## WORK INSTRUCTION A
Print the McBeth passage word for word, starting with "McBeth attended and" and going on through "Kong from Bangkok.".
## WORK INSTRUCTION B
Please write what comes next in the McBeth passage, picking up after its final sentence.

:: SELECTED PASSAGE

McBeth attended and reported on the trial of the suspect accused of planting a bomb on board Cathay Pacific Flight 700Z which crashed near Pleiku in the Central Highlands of Vietnam on 15 June 1972. All 81 passengers and crew were killed. The aircraft had been bound for Hong Kong from Bangkok.

From 1975 to 1976, McBeth investigated and wrote about the wave of refugees that washed across Southeast Asia at the end of the Vietnam War, the Thai fishermen/pirates who raped and murdered Vietnamese boat people, and the Thai soldiers who forced Cambodian refugees back into a Khmer Rouge minefield instead of allowing them to enter Thailand. He was one of the few journalists who detected early on the horrifying extent of the Khmer Rouge Killing Fields purges, though this was initially met with incredulity by other correspondents.

==Career at the Far Eastern Economic Review==
In May 1979, McBeth joined the staff of the Far Eastern Economic Review, where he would remain for the next 25 years, becoming their longest serving correspondent. During his time in Thailand, including when he was at the Review, he saw and reported on five coups, one of which was aborted but led to the death of his close friend, the Australian cameraman, Neil Davis, in September 1985.

McBeth then went to head the Review's South Korean bureau. In his three years in Seoul, he focused on the country's transformation from an authoritarian to a fledgling democratic state. He reported on the arrest and trial of the North Korean spy Kim Hyon-hui, who helped bring down Korean Air Flight 858 over the Gulf of Martaban in November 1987, later became a Christian, and married her South Korean bodyguard; and the spectacular 1988 Seoul Olympics.

::::
:: STORED DATA

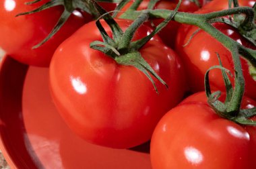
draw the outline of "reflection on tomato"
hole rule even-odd
[[[131,22],[118,20],[118,23],[125,30]],[[110,35],[109,27],[104,21],[102,24]],[[151,31],[143,25],[134,39]],[[119,65],[90,48],[94,40],[102,38],[92,21],[57,50],[50,66],[53,101],[70,128],[86,140],[117,148],[141,144],[150,139],[158,120],[182,99],[185,86],[183,65],[157,36],[139,50],[168,84],[167,89],[154,78],[157,94],[141,71]]]
[[[153,169],[256,168],[256,127],[219,117],[206,100],[196,93],[161,119],[151,141]],[[256,105],[243,101],[243,108]]]
[[[241,1],[241,5],[251,5],[253,4],[252,1],[255,2],[255,1]],[[205,5],[197,13],[208,13],[214,10],[221,10],[225,7],[228,7],[227,1],[213,1]],[[242,45],[256,49],[255,46],[240,36],[234,28],[221,23],[216,23],[213,25]],[[207,70],[213,66],[220,64],[216,52],[220,54],[223,66],[232,73],[234,72],[231,53],[220,42],[205,32],[199,31],[193,37],[187,46],[183,46],[197,29],[198,27],[193,25],[182,25],[178,32],[176,44],[177,51],[186,65],[189,85],[191,91],[193,93],[204,90],[204,75]],[[245,95],[253,99],[256,99],[256,81],[249,73],[247,61],[241,58],[241,62],[243,73],[245,78]],[[220,70],[211,70],[210,80],[213,89],[225,91],[225,87]],[[234,79],[230,78],[230,80],[233,82]]]

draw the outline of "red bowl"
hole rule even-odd
[[[117,150],[73,133],[53,105],[48,78],[48,68],[2,60],[0,149],[11,168],[151,168],[149,154],[139,152],[148,144]]]

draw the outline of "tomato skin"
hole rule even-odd
[[[203,92],[168,111],[151,141],[153,169],[256,168],[256,127],[219,117],[207,105]],[[244,98],[245,107],[256,102]]]
[[[129,6],[133,3],[134,1],[131,1],[123,9],[122,11],[126,11]],[[205,4],[205,0],[199,0],[199,3],[204,5]],[[146,9],[148,5],[150,0],[143,0],[142,3],[139,6],[137,10]],[[174,10],[179,3],[179,1],[169,1],[169,0],[161,0],[159,1],[154,7],[154,9],[166,9],[170,10]],[[194,12],[198,10],[199,8],[195,5],[195,3],[191,2],[190,0],[183,0],[181,4],[179,11],[184,12]],[[122,14],[122,13],[120,13]],[[160,23],[163,19],[155,19],[153,23],[157,25]],[[151,23],[150,23],[151,24]],[[162,40],[168,46],[174,48],[175,46],[175,38],[177,33],[178,32],[180,23],[176,21],[170,21],[167,25],[163,28],[159,33],[158,35],[161,38]]]
[[[32,48],[44,40],[51,32],[63,10],[57,6],[39,13],[15,17],[32,11],[49,1],[26,5],[28,0],[3,0],[0,2],[0,48],[14,59],[38,66],[49,66],[58,46],[84,24],[86,19],[71,15],[63,27],[41,47]],[[51,18],[51,19],[49,19]]]
[[[131,24],[117,21],[123,30]],[[102,23],[111,34],[106,23]],[[134,38],[150,31],[143,25]],[[157,94],[137,68],[119,65],[110,57],[90,48],[94,40],[102,39],[92,21],[57,50],[50,66],[54,103],[69,127],[88,142],[115,148],[139,145],[150,139],[160,117],[182,99],[185,88],[183,66],[157,36],[140,50],[169,85],[166,89],[155,79]]]
[[[197,13],[204,13],[214,10],[221,10],[228,7],[227,2],[224,1],[213,1],[205,5]],[[243,2],[242,3],[242,2]],[[246,2],[247,3],[246,3]],[[249,5],[252,1],[243,1],[241,5]],[[220,32],[238,42],[242,45],[256,49],[255,46],[241,37],[237,31],[229,25],[224,23],[216,23],[213,25]],[[197,33],[190,42],[183,47],[190,38],[191,36],[197,30],[195,26],[182,25],[177,38],[176,51],[181,56],[186,65],[186,70],[189,82],[191,91],[196,93],[204,90],[204,75],[210,67],[219,65],[216,52],[218,52],[222,60],[224,67],[234,72],[234,66],[231,53],[224,47],[220,42],[210,36],[204,31]],[[202,43],[203,42],[203,43]],[[249,65],[244,58],[241,58],[243,73],[245,78],[245,95],[251,98],[256,99],[256,81],[250,75]],[[210,84],[214,90],[225,91],[225,87],[220,70],[211,70],[210,73]],[[234,84],[234,78],[230,78]]]

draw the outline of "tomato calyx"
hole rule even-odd
[[[181,2],[178,4],[176,11],[178,10]],[[112,39],[108,36],[101,25],[100,19],[98,19],[96,21],[96,25],[100,32],[103,42],[94,41],[90,44],[90,48],[108,54],[119,64],[132,66],[139,69],[144,73],[148,79],[152,82],[157,93],[158,93],[158,89],[155,82],[150,74],[155,77],[166,88],[168,88],[167,84],[157,74],[150,65],[144,60],[139,52],[139,50],[162,28],[163,28],[167,24],[168,21],[172,19],[175,13],[173,13],[173,15],[170,15],[164,21],[158,25],[158,27],[153,30],[150,35],[142,38],[140,40],[132,42],[133,35],[136,30],[143,24],[144,21],[147,21],[149,17],[149,13],[147,11],[141,13],[141,14],[139,15],[131,24],[131,25],[123,32],[108,13],[106,13],[106,11],[99,6],[96,2],[94,1],[94,4],[99,13],[102,15],[102,17],[111,27],[113,38]],[[139,4],[136,4],[135,5]],[[121,5],[122,5],[122,4]]]
[[[245,87],[243,79],[235,76],[235,87],[233,89],[228,78],[228,75],[231,77],[233,77],[233,75],[229,70],[223,67],[219,54],[218,53],[216,54],[219,60],[220,66],[212,66],[206,72],[205,75],[205,93],[208,99],[207,102],[209,105],[214,109],[218,115],[223,118],[228,119],[239,124],[256,125],[256,121],[250,119],[256,115],[256,107],[241,109],[243,89]],[[234,57],[236,56],[233,56],[233,58]],[[238,63],[236,61],[234,64],[237,64]],[[218,100],[221,95],[220,91],[216,91],[213,93],[211,92],[209,82],[209,72],[214,68],[219,68],[222,71],[226,91],[224,103]],[[241,70],[238,70],[238,71],[241,72]],[[236,91],[236,89],[240,90]],[[234,99],[234,98],[238,99]],[[234,107],[235,108],[234,108]]]

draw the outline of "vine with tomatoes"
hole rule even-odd
[[[151,140],[156,169],[256,168],[255,1],[14,1],[0,3],[0,47],[49,66],[76,134]]]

::::

## TASK ANSWER A
McBeth attended and reported on the trial of the suspect accused of planting a bomb on board Cathay Pacific Flight 700Z which crashed near Pleiku in the Central Highlands of Vietnam on 15 June 1972. All 81 passengers and crew were killed. The aircraft had been bound for Hong Kong from Bangkok.

## TASK ANSWER B
McBeth, together with Nayan Chanda and Shada Islam, revealed in the Review North Korea's efforts to develop a nuclear weapon. American and South Korean officials feared that North Korea was building a reprocessing plant next to a 30 mW nuclear reactor north of Pyongyang. They broke the story in the Review after it was leaked by the Australian Ambassador to South Korea, Richard Broinowski, who had seen American satellite photographs of the Yongbyon site.

McBeth also worked in the Review's offices in Manila in the Philippines, and in Jakarta, Indonesia, where, among other things, he wrote about feuding Filipino warlords and the fall of President Suharto. In Manila, in 1989, he wrote a series of articles in the Review analysing the reasons for the Philippines' continuing economic malaise at a time when other countries in the region were beginning to prosper. In the 1990s, McBeth became the Review's bureau chief in Jakarta. He chronicled growing tensions between President Suharto and some of Indonesia's top politicians and increasing social disturbances, including anti-Chinese riots and troubles in West Kalimantan, which preceded Suharto's resignation and the succession of B. J. Habibie in 1998. In a series of articles in the Review in 2002, McBeth analysed the investigation into the Bali bombings which killed 202 people.

==Books==
McBeth's 2011 book, Reporter: Forty Years Covering Asia, describes many of his stories. An updated edition, entitled Reporter: Fifty Years Covering Asia, was published in 2022. His 2016 book, The Loner: President Yudhoyono's Decade of Trial and Indecision, provides a review of the decade that Indonesian President Susilo Bambang Yudhoyono spent in power.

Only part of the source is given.